## The exercise
Extract every line from the rows below that contains the string "customer".

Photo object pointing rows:
▬▬▬▬▬▬
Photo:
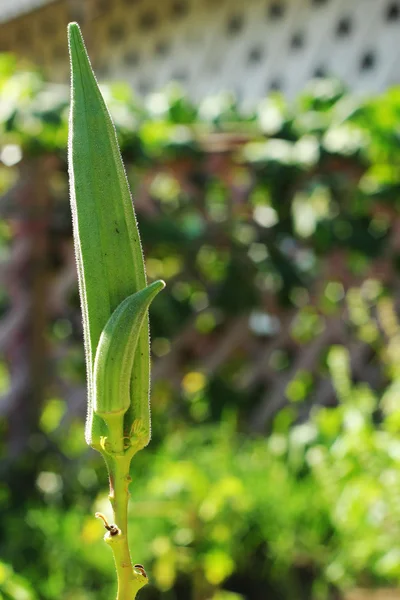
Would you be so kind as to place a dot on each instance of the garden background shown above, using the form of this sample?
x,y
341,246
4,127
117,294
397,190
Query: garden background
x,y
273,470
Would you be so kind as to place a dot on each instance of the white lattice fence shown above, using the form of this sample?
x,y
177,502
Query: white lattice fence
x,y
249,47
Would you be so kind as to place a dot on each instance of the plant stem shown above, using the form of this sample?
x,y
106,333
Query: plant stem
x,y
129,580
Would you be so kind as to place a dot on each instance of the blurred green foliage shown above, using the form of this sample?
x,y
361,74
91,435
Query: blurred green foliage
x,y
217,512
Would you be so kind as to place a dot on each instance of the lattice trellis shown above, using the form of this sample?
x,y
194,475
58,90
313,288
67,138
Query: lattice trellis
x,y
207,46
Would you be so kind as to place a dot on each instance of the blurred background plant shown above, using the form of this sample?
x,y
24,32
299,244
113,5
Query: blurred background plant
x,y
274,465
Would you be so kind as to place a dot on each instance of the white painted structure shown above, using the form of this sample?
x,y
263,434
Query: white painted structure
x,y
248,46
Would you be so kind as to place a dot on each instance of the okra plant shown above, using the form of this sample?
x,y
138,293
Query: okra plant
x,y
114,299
▬▬▬▬▬▬
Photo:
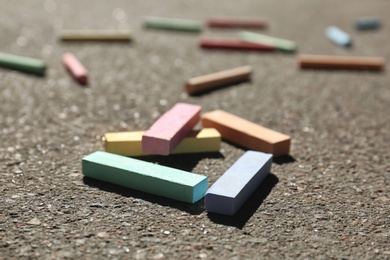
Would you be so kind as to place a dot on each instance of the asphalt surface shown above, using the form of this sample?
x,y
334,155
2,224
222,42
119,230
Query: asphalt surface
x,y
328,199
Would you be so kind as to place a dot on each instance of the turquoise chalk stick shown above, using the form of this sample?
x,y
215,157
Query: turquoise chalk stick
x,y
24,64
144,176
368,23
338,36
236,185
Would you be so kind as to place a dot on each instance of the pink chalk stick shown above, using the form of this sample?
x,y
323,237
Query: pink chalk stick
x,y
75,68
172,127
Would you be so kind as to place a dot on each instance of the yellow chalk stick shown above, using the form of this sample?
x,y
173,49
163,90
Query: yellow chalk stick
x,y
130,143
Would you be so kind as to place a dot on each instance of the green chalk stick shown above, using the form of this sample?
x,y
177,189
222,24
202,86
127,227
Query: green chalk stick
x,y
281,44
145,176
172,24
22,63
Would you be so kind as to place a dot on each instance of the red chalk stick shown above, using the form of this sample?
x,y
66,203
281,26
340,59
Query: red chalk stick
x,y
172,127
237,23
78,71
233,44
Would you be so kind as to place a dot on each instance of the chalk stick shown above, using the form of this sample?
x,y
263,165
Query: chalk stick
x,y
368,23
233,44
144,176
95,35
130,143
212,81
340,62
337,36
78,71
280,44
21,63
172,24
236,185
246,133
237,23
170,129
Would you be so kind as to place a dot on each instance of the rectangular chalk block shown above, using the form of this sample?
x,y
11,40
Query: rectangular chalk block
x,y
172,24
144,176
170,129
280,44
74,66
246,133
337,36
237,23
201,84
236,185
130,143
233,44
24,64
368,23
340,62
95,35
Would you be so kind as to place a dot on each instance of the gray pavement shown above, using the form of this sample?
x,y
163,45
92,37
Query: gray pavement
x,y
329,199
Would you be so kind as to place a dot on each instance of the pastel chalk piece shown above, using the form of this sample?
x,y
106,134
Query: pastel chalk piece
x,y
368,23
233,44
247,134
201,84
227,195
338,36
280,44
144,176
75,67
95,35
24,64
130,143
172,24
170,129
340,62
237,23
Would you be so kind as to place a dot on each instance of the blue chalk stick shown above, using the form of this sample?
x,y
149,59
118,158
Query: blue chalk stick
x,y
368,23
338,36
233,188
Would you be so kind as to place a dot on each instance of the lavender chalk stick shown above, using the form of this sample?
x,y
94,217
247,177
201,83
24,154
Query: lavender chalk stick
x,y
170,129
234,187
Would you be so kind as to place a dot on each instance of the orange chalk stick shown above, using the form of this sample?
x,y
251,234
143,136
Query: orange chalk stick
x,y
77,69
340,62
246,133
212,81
▬▬▬▬▬▬
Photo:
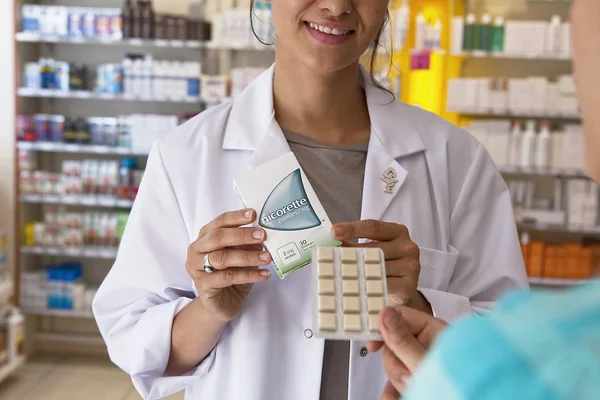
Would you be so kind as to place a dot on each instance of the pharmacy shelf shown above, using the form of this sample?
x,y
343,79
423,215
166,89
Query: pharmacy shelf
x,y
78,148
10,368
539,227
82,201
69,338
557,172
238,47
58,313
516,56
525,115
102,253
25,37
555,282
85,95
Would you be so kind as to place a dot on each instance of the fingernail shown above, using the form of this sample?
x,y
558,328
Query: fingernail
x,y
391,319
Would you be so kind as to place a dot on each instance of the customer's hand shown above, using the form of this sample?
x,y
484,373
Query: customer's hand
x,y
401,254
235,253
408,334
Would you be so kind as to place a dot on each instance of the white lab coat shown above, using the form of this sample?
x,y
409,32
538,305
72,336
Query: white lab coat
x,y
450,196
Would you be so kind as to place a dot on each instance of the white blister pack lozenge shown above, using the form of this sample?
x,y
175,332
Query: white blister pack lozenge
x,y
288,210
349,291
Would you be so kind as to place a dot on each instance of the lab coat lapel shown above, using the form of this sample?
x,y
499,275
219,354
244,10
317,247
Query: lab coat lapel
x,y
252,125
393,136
▬▬▬▬▬▬
## Answer to this task
Would you be so kind as to place a dot on each instance of the customer's hand shown above, using the form of this sample?
Query: customer's hand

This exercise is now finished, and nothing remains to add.